─── DATASET EXTRACT ───
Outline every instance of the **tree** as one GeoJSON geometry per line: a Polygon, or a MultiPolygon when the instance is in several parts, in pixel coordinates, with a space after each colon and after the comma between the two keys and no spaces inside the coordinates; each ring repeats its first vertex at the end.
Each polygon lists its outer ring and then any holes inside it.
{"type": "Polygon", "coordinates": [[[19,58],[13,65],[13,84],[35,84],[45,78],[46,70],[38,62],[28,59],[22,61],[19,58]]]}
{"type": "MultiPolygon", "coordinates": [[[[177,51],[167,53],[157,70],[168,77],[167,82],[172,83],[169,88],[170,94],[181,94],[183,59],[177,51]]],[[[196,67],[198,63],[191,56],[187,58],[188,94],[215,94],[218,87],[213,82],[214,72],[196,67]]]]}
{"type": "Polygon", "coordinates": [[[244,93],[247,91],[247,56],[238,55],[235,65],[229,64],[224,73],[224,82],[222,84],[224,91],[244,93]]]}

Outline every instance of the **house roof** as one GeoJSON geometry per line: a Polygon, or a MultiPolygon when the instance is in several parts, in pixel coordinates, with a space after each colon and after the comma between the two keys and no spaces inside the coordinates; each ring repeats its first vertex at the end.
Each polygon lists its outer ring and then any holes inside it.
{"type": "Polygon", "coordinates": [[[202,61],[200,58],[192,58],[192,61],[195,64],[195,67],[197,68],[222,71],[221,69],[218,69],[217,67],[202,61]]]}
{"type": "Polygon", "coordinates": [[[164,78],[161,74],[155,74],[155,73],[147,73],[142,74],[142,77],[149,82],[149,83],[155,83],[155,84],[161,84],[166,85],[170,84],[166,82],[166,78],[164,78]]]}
───
**TO DO**
Lay out every line of the entries above as a numbered list, leaving out the blank lines.

**CORRECT OUTPUT**
1. Outline every instance of the **tree** as one GeoJSON geometry per line: a Polygon, or a MultiPolygon when the instance is in several parts, in pixel coordinates, with a space after each colon and after the comma between the two keys and no spaces inside the coordinates; each ring repeats its first vertex at the end.
2. Each polygon lists its outer ring and then any holes inside it.
3. {"type": "Polygon", "coordinates": [[[19,58],[13,65],[13,84],[35,84],[45,78],[46,70],[38,62],[28,59],[22,61],[19,58]]]}
4. {"type": "MultiPolygon", "coordinates": [[[[177,51],[167,53],[157,70],[168,77],[167,82],[172,83],[169,88],[170,94],[181,94],[183,59],[177,51]]],[[[196,67],[198,63],[191,56],[187,58],[188,94],[215,94],[218,87],[213,82],[214,72],[196,67]]]]}
5. {"type": "Polygon", "coordinates": [[[244,93],[247,91],[247,56],[238,55],[235,65],[229,64],[224,73],[224,82],[222,84],[224,91],[244,93]]]}
6. Outline every instance of the **house roof** as one GeoJSON geometry per line: a Polygon, or a MultiPolygon when the instance is in several parts, in pixel coordinates, with a space after each colon and after the comma between the two keys and no spaces inside the coordinates; each ring repeats its first vertex at the end.
7. Each polygon lists its outer ring and then any holes inside it.
8. {"type": "Polygon", "coordinates": [[[202,61],[200,58],[192,58],[192,61],[195,64],[195,67],[197,68],[222,71],[221,69],[218,69],[217,67],[202,61]]]}
9. {"type": "Polygon", "coordinates": [[[164,78],[161,74],[155,74],[155,73],[147,73],[142,74],[142,77],[149,82],[149,83],[155,83],[155,84],[161,84],[166,85],[170,84],[166,82],[166,78],[164,78]]]}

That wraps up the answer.